* What you will do *
For every line in the material below that holds "orange", report the line.

.....

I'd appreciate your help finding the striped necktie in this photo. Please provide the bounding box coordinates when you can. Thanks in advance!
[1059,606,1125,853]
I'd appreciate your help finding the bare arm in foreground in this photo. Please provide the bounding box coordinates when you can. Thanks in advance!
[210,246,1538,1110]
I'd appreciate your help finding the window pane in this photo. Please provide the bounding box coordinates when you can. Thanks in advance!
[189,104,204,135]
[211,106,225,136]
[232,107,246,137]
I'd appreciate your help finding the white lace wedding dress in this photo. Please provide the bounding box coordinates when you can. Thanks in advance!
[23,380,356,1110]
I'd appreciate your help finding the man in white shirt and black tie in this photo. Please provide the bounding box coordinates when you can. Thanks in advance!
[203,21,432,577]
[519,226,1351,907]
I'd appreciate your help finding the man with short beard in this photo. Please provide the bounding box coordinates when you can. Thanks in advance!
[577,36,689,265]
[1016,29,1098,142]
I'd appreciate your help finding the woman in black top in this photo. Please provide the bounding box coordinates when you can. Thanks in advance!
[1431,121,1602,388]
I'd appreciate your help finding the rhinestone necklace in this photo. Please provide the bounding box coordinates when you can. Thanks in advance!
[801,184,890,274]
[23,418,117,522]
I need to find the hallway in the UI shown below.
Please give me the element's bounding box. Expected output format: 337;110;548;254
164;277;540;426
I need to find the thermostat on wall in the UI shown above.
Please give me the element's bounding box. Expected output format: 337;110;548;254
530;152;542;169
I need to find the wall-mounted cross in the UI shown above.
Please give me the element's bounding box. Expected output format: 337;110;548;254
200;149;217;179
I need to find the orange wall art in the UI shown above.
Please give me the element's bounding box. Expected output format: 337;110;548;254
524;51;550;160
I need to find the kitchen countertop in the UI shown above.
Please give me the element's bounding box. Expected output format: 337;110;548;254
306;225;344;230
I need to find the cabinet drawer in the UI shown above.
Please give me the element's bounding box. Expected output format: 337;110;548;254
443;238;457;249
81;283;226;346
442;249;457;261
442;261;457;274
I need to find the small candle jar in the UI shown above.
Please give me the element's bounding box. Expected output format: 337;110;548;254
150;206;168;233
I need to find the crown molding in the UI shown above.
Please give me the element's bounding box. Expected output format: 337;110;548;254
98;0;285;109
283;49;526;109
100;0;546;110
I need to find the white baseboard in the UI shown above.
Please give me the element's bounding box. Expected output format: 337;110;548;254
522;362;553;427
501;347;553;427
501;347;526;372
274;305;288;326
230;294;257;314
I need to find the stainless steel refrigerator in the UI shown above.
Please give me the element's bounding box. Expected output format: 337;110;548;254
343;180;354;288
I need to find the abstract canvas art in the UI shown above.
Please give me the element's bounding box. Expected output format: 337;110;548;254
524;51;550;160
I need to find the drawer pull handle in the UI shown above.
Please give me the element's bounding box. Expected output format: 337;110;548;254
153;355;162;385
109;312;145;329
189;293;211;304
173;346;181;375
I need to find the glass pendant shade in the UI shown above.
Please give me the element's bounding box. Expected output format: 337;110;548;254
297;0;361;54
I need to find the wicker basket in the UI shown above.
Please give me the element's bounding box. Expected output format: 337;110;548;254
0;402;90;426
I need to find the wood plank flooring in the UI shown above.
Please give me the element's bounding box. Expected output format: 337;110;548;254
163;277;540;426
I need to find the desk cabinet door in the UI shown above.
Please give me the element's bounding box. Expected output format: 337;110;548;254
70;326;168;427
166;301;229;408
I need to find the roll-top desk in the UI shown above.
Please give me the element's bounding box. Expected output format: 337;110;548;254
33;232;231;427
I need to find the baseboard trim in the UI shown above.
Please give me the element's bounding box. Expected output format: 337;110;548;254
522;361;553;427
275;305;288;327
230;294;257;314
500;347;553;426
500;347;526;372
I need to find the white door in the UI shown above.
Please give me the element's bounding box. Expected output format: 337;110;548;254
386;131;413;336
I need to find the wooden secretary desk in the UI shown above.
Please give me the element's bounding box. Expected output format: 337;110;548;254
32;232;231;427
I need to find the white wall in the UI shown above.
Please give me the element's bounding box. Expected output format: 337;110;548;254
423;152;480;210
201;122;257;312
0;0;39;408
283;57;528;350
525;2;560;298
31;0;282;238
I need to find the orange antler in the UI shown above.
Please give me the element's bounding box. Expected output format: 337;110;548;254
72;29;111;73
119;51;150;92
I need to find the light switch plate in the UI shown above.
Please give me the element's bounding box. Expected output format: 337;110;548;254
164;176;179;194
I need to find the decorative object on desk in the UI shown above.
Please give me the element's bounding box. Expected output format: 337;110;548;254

.....

* Answer to the exercise *
I need to find the orange wall art in the UI shown above.
I need to find the orange antler in the UI shown above.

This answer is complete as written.